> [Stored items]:
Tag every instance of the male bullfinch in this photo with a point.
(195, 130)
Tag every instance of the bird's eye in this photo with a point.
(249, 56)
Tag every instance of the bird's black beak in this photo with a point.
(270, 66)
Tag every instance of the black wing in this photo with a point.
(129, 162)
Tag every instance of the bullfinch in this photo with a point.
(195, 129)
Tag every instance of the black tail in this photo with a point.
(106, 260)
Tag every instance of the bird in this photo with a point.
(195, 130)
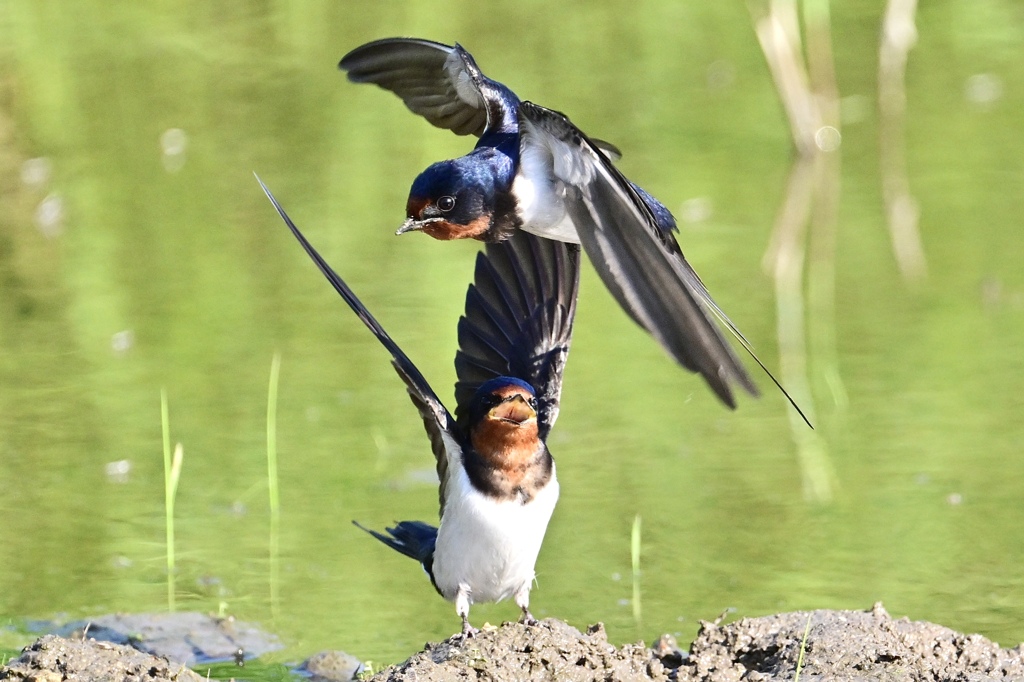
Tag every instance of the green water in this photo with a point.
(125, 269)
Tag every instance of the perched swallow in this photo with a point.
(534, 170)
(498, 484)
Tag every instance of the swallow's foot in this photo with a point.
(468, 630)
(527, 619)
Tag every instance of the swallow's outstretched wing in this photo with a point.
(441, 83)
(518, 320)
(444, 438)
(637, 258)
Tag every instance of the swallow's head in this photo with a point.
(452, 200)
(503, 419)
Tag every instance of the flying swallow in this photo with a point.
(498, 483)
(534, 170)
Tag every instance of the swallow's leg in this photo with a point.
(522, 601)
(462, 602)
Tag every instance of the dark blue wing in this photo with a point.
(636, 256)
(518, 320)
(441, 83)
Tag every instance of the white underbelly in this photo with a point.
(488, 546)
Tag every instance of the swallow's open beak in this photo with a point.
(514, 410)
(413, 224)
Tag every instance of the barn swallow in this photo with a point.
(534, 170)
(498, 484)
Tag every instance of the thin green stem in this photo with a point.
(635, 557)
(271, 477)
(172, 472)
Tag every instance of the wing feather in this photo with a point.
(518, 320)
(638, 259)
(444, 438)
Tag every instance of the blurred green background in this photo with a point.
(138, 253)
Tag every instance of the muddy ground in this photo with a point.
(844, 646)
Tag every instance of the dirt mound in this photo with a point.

---

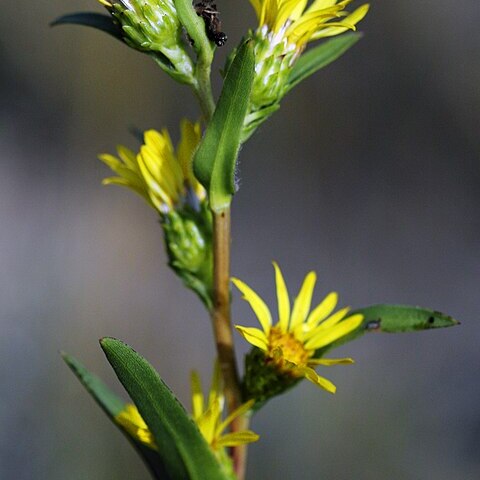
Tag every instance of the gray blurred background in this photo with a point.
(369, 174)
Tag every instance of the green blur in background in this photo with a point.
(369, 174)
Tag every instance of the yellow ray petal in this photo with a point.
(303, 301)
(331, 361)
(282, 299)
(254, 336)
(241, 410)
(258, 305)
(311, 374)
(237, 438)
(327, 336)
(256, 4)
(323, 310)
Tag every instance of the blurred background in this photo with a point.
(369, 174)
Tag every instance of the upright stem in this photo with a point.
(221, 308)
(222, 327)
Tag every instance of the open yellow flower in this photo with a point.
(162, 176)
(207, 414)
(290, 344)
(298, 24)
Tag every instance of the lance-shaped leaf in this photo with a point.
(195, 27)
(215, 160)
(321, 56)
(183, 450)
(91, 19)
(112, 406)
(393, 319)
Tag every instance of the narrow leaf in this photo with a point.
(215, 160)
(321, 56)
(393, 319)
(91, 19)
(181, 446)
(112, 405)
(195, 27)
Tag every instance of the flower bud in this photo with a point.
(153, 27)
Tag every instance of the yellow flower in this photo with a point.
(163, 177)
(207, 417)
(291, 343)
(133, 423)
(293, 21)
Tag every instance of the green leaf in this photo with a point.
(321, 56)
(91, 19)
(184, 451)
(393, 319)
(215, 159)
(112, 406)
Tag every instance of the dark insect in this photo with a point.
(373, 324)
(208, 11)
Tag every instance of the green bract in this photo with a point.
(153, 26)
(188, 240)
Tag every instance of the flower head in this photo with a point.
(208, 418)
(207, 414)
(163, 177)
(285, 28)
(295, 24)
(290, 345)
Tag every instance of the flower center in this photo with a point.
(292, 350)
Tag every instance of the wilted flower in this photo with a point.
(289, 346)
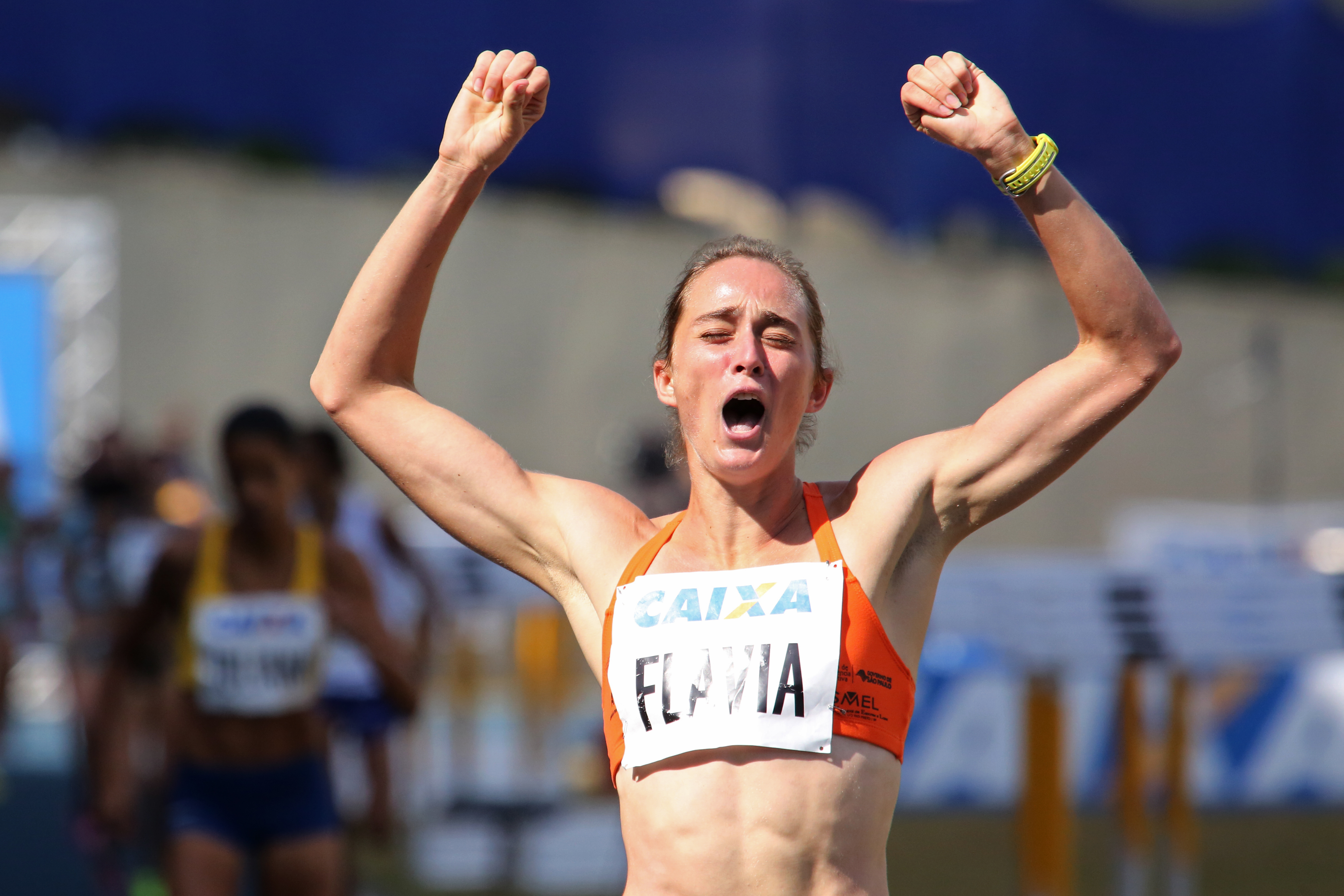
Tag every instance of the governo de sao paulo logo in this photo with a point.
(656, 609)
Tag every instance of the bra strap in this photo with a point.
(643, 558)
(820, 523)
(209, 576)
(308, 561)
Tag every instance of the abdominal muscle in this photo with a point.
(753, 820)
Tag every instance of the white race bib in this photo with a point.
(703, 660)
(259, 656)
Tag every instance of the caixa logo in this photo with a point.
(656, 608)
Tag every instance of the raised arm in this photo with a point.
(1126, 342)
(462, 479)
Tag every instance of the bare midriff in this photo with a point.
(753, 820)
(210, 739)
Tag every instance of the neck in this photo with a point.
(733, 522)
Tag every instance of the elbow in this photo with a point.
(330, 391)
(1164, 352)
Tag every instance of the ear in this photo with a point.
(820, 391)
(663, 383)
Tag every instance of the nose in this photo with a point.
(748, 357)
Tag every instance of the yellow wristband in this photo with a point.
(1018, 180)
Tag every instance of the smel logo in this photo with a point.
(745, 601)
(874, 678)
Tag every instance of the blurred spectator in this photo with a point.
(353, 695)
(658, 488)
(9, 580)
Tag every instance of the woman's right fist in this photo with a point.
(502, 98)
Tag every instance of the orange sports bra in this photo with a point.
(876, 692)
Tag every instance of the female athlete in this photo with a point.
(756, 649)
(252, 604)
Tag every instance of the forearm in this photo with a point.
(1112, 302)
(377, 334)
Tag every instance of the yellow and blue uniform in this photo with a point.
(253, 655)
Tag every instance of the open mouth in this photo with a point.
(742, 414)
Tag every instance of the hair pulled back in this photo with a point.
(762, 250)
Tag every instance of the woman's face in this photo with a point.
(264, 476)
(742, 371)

...

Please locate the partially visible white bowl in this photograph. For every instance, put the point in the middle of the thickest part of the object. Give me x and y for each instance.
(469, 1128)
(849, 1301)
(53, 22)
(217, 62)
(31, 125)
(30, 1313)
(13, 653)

> [Task requirements]: From the records above, repeat exactly the lines from the one with "Tag every instance of the swallow's leg" through the one with "Tag every instance of the dirt", both included.

> [Response]:
Tag every instance of the swallow's leg in this photo with a point.
(522, 601)
(462, 602)
Tag every instance of the dark blue wing in this photo with a point.
(636, 256)
(518, 320)
(441, 83)
Tag every instance of the white underbelly in this photo with a point.
(488, 546)
Tag every instance of the swallow's open beak in this photo with a point.
(514, 410)
(413, 224)
Tag every instance of the barn swallow in this photo with a point.
(534, 170)
(498, 484)
Tag every instance of the thin green stem in this photo with a point.
(635, 557)
(271, 477)
(172, 472)
Tag every instance of the wing feather in this photo with a point.
(518, 320)
(638, 259)
(444, 438)
Tag every instance of the blurred green background in this photo with a point.
(138, 253)
Tag every instance of the muddy ground in this photo with a point.
(844, 646)
Tag every instance of the dirt mound in this photo with a point.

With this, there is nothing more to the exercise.